* **THE PROBLEM**
Write out every entry exactly as it appears, omitting the pictures.

───── DATASET ENTRIES ─────

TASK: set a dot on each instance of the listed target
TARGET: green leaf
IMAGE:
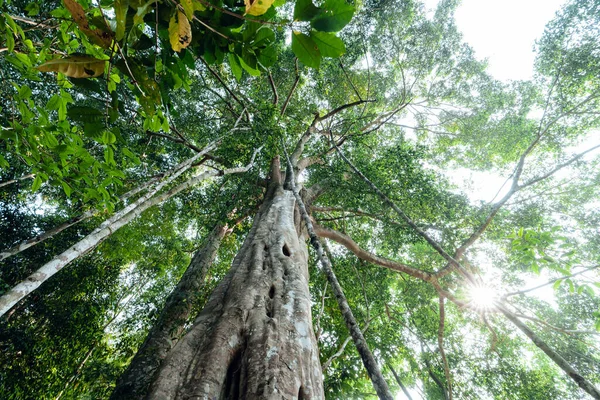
(75, 66)
(121, 7)
(84, 114)
(306, 50)
(66, 188)
(305, 10)
(10, 41)
(108, 137)
(557, 284)
(37, 183)
(267, 57)
(263, 38)
(235, 66)
(333, 16)
(329, 45)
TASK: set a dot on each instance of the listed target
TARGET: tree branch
(369, 362)
(441, 346)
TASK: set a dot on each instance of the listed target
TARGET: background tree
(374, 139)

─────

* **ANSWER SPACE**
TASK: set a dot on each instance of the listed target
TARGET: green leaf
IMAGE:
(75, 66)
(121, 7)
(84, 114)
(306, 50)
(66, 188)
(305, 10)
(10, 41)
(108, 137)
(557, 284)
(37, 183)
(267, 57)
(263, 38)
(235, 66)
(333, 16)
(329, 45)
TASK: set a dot on each instance of the listed target
TARGET: tree branch
(369, 362)
(441, 346)
TASK: set a dot on each instance of the listed target
TARGET: background tree
(374, 139)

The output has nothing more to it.